Every entry below should be copied exactly, minus the pictures.

== Segment start ==

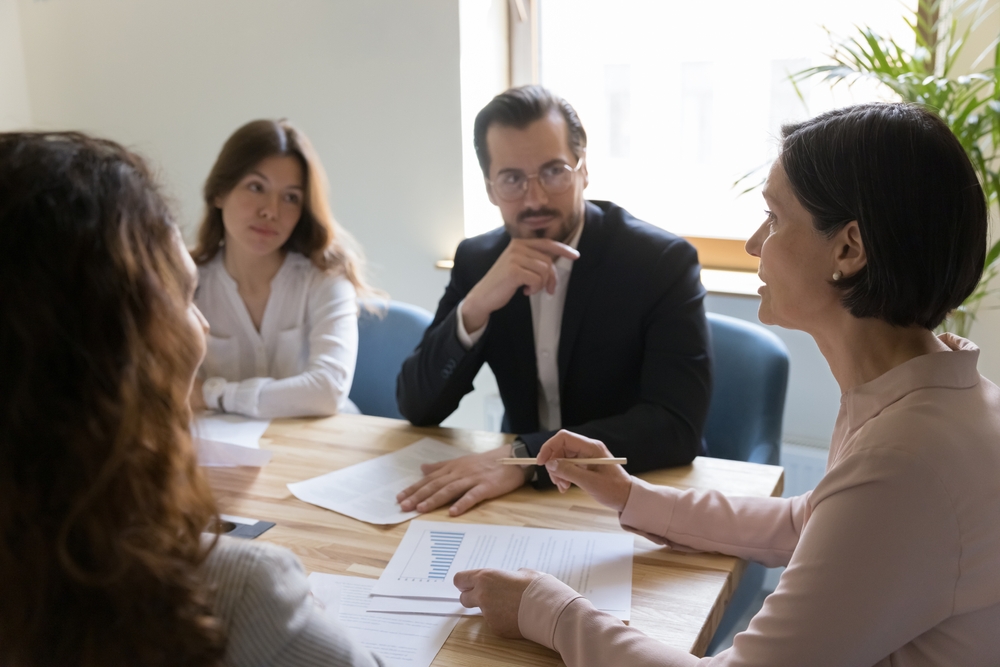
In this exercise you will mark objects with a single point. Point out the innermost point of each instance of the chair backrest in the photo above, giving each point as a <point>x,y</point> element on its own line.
<point>385,340</point>
<point>750,378</point>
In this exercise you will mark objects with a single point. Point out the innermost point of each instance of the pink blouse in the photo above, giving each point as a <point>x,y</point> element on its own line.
<point>894,558</point>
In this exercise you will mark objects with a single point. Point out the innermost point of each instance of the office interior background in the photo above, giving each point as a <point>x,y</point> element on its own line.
<point>679,101</point>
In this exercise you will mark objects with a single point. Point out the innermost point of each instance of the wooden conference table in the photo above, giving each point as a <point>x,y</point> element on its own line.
<point>676,598</point>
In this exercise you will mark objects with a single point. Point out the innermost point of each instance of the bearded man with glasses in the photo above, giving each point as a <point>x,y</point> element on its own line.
<point>591,320</point>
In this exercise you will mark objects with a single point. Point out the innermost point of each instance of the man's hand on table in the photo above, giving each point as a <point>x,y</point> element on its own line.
<point>498,594</point>
<point>472,479</point>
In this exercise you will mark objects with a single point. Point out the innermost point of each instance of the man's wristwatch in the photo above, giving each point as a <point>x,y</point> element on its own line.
<point>519,450</point>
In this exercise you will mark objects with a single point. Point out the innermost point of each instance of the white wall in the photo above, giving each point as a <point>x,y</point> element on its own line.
<point>375,85</point>
<point>15,107</point>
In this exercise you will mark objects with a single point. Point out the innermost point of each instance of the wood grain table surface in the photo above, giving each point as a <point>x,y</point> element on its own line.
<point>676,598</point>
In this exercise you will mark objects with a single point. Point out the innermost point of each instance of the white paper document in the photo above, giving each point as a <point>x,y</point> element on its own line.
<point>230,440</point>
<point>367,491</point>
<point>420,576</point>
<point>401,640</point>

== Segment end ==

COMPLETED EXERCISE |
In this exercise you will mark objects with a single point. Point out the innermost point of each instance of the chair backrest in the photo above, giving each point as a <point>x,y</point> element on its own line.
<point>385,340</point>
<point>750,378</point>
In this exercise you will mark objects with a single point. Point out the innermost point of each instance of the pink blouse in the photo above, giving each point as a <point>x,y</point> element on its own line.
<point>894,558</point>
In this exercise you will mark objects with a single point. Point out the innermost point of each instance of the office interior background in the photo above, giving each point as a <point>x,y</point> element on its own line.
<point>679,101</point>
In this exercise you will mark objects with a single point. Point out the innermost point of each instance of the wooden conference table in the photo above, giving each point as a <point>x,y</point> element on its own line.
<point>676,598</point>
In this exercise you will mark objects with a single point. Point out the innermost point of each instance of the bearded man with glasses in the photo above, giving each point as a <point>x,y</point> element on its own line.
<point>591,320</point>
In this exercise you will mark objects with a single point. Point out the innermost point of each instance of the man's hand on table in the photo above, giving each point as a <point>x,y</point> element on its own line.
<point>498,594</point>
<point>472,479</point>
In this exercise you will mark objects with a single point. Point out the innermost point of each instance of the man's wristwatch in the photo above, giving each point as a <point>x,y</point> element on its own line.
<point>519,450</point>
In this exercise you will mark objects with a single point. Point out the innermost point of each instance of the white wall in the photo above, giving each point as a <point>x,y</point> element on its own line.
<point>375,85</point>
<point>15,107</point>
In this exercise you will mark objects with a single point. Point out the innermost point of each instance of the wood grain table surface in the photo above, giving each point as a <point>x,y</point> element on its own line.
<point>676,598</point>
In this exercise you will mark objects with a single point. Point out the innermost point of each instance of the white paper document in the photo above, giving each point as a <point>x,y</point> element on its own line.
<point>230,440</point>
<point>367,491</point>
<point>420,576</point>
<point>401,640</point>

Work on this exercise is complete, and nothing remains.